Request - Copy all of the data below line for line, with no changes.

Records to use -
---*---
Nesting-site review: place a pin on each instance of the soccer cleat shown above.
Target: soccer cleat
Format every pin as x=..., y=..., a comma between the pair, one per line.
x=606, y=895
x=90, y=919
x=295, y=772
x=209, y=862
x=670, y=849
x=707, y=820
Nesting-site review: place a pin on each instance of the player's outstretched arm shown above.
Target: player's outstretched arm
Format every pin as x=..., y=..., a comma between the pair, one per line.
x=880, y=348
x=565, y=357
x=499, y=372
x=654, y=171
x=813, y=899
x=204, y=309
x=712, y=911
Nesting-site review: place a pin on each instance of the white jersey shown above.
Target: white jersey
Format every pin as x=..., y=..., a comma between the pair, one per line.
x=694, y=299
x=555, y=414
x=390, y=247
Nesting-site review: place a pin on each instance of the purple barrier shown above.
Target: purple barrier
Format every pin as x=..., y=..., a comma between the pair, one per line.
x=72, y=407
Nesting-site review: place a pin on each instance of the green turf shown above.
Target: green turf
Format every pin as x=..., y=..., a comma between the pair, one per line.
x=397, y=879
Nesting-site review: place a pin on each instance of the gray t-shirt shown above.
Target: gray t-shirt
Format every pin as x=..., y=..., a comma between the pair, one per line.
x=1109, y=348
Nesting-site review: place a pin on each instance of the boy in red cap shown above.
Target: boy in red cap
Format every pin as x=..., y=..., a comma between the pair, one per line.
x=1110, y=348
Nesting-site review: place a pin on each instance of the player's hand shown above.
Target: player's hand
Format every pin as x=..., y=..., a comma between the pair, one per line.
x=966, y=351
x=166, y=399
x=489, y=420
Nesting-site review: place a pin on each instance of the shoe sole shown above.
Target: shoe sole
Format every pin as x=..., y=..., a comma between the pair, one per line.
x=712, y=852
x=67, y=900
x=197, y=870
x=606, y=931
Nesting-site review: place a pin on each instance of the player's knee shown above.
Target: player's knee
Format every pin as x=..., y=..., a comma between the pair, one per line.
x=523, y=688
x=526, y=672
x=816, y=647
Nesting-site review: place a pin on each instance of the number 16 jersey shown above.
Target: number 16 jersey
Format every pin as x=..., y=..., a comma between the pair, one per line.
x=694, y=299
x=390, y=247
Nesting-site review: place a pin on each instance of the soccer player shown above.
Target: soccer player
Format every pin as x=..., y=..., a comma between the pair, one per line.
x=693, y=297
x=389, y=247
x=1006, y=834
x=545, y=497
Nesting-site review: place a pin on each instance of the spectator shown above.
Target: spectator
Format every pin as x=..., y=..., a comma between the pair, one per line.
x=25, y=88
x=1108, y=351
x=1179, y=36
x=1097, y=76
---*---
Response for this exercise -
Nesting-site review: place a pin on each instance of the soccer cleat shown above.
Target: soccer cleat
Format every pin as x=..., y=..., a comma between the pair, one per line.
x=606, y=895
x=90, y=919
x=295, y=772
x=209, y=862
x=670, y=849
x=707, y=820
Nesting-site review: place a pin on each instance of the player's outstretched arm shown above.
Target: player's outstretched arm
Format every pin as x=..., y=..., a comma between the pair, one per line.
x=880, y=348
x=565, y=357
x=499, y=372
x=654, y=171
x=813, y=899
x=204, y=309
x=712, y=911
Nesting-site review: place a pin on each instance of the white jersey shown above.
Target: white jersey
Format every pin as x=..., y=..., a comma between the pair, one per line.
x=694, y=299
x=555, y=414
x=390, y=247
Nesting-site review: place a pin on each instance of the purple barrier shown above.
Target: purple barrier
Format every pin as x=..., y=..., a comma between the pair, one per line.
x=72, y=407
Nesting-site review: place a pin on each instance of the green turf shown above.
Target: green turf
Format every pin as x=..., y=..., a comma between the pair, one per line.
x=397, y=879
Nesting-site review: place a pin on each instance of the gray t-shirt shown above.
Target: gray t-shirt
Format every pin as x=..., y=..., a comma between the pair, one per line.
x=1109, y=348
Nesting-site review: place a pin on each instance of the boy in red cap shown above.
Target: boy in red cap
Format every pin as x=..., y=..., a comma between the pair, one per line.
x=1110, y=348
Nesting-site review: place a pin on each instance of the player's hand shown above.
Target: player's hand
Format every pin as x=..., y=..., a comma between the pair, one per line.
x=966, y=351
x=166, y=399
x=489, y=420
Nesting-site review: place a pin on each instance of the shoe sole shown above.
Target: shoe sole
Format every pin as x=..., y=..., a comma between the pair, one per line.
x=712, y=852
x=67, y=900
x=197, y=870
x=606, y=931
Nesting-site review: place a pin on each instance of the player's knee shown above.
Target: player's knee
Format every pin as x=..., y=..., a comma between the pair, one per line.
x=523, y=688
x=526, y=672
x=816, y=647
Nesting-site review: place a pin on each instance of the number 16 jersey shown above.
Target: number 16 jersey
Format every pin as x=..., y=..., a comma between the pair, one per line.
x=694, y=299
x=390, y=247
Nesting-site review: place a pin on each instance of the soccer player shown above.
Target: soccer player
Format every pin as x=..., y=..., a comma between the pair, one per line.
x=693, y=297
x=389, y=247
x=1006, y=834
x=545, y=497
Nesting-site review: place a pin on each instance of the spectator shown above.
Target: spectator
Format every pin as x=..., y=..., a comma between the pair, one per line.
x=25, y=88
x=1108, y=351
x=1179, y=36
x=1097, y=76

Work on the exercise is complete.